Work instruction —
Exactly as written, give back every record below.

::::::::::

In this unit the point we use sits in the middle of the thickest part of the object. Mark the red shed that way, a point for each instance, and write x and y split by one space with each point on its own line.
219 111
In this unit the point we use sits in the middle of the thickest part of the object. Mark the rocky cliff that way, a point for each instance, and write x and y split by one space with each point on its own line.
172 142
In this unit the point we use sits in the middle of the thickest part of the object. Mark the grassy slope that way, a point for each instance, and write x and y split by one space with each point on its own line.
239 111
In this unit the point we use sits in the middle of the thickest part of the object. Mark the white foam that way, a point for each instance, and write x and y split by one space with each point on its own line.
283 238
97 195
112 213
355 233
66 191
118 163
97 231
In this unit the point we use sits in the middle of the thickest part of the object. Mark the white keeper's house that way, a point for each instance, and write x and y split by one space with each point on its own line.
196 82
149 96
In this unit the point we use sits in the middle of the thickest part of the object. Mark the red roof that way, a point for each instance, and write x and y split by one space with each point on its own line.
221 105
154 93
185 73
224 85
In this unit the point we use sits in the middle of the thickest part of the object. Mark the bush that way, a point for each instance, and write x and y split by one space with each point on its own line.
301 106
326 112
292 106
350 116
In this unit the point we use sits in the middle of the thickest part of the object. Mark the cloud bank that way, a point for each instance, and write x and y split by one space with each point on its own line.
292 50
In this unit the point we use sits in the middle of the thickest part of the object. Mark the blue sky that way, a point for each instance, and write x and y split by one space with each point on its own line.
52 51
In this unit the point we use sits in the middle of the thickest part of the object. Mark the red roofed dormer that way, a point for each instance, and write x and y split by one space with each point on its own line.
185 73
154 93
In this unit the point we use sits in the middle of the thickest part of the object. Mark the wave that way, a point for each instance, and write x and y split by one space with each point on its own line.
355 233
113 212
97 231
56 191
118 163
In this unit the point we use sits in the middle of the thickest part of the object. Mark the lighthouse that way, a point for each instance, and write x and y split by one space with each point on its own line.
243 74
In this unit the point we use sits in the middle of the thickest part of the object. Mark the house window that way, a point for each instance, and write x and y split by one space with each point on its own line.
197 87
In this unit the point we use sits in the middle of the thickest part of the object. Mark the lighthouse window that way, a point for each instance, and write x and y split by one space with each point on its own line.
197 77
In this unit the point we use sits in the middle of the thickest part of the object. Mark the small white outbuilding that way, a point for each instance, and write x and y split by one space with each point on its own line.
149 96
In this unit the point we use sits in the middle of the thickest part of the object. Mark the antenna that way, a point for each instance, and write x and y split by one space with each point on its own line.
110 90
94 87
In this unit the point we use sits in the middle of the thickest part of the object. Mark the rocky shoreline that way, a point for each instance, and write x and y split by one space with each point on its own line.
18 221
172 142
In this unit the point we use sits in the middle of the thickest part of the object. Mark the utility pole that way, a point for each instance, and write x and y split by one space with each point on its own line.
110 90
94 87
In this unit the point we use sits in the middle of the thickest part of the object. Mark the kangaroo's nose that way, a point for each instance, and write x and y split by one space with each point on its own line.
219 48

::::::::::

Solution for this problem —
In this unit the point we use sits in the middle of the thickest part of the object. Mark the red shed that way, a point for each instance, and write x and y split by one space with each point on its own line.
219 111
In this unit the point we use sits in the middle of the thickest part of the object. Mark the rocky cliff that way, a point for each instance, and write x and y split by one space with each point on its own line.
172 142
In this unit the point we use sits in the middle of the thickest part of the object. Mark the grassy slope that way, a point for each instance, and write x and y split by one space with each point on its own line.
239 111
In this unit the point we use sits in the middle of the thickest part of the object. Mark the white foam that way, a point for each instance, and write x and y split by one space with each point on its own line.
283 238
97 195
112 213
355 233
66 191
118 163
97 231
In this unit the point we use sits in the middle of the thickest part of the object. Mark the white keeper's house that way, a point for each instance, and write x and y split by one space with each point on its own line.
196 82
149 96
In this unit the point we use sits in the middle of the thickest part of the object. Mark the red roof that way, a point for each instance, and write x and y split by one space with each point on its own line.
221 105
154 93
185 73
224 85
In this unit the point we use sits in the middle of the thickest part of the object. Mark the bush that way, a point for each instance, and write x and y split by one space with each point on its own line.
301 106
326 112
292 106
350 116
In this unit the point we use sits in the middle of the thickest part of the object. Mark the cloud bank that way, a point for each instance, and write x and y split by one space with each point on its own line.
292 50
In this unit the point we use sits in the middle of the thickest part of the object. Mark the blue sky that way, a point for each instance, and write x and y split by one space with each point on its own line.
52 51
In this unit the point we use sits in the middle of the thickest part of the object. Mark the red roofed dormer that way, a point for each instance, and write x and y split by one space with each point on its own line.
185 73
154 93
In this unit the point we use sits in the middle of the thickest part of the object. Mark the wave that way, a point for each instance, and write x and y split by one space with each point on its own line.
355 233
113 212
97 231
56 191
118 163
In this unit the point we use sits in the middle of the thickest part of the object. Mark the lighthouse that way, a point for each instance, and write x and y split by one space with each point on its own line.
243 74
In this unit the point we use sits in the middle of the thickest part of the object. Mark the house window that way, a point for each instance, and write x and y split by one space with each point on its own line.
197 87
In this unit the point we use sits in the middle of the thickest part of the object. Mark the lighthouse window that way, a point for each instance, and write x and y split by one space with each point on its own line.
197 77
In this unit the point we use sits in the middle of the thickest part of the object. Mark the small white outbuilding that way, a point for each instance, and write x and y split by one space with each point on its own line.
149 96
In this unit the point we use sits in the middle of the thickest part of the object. Mark the antenna that way, a point for each instance, and write x and y split by one space with each point on its own line.
110 90
94 87
In this unit the point we use sits in the middle of the thickest part of the object. Mark the rocky shoreline that way, a point for each instance, and write x and y split by one space with each point on its own line.
18 221
172 142
In this unit the point we use sits in the middle of the thickest part of the object. Mark the utility pole that way, a point for each instance, and write x and y split by one space with each point on its own line.
110 90
94 87
In this unit the point we use sits in the middle of the thickest part of the object. Mark the kangaroo's nose that way, a point for each instance, and write x and y split by one space with each point on its own line.
219 48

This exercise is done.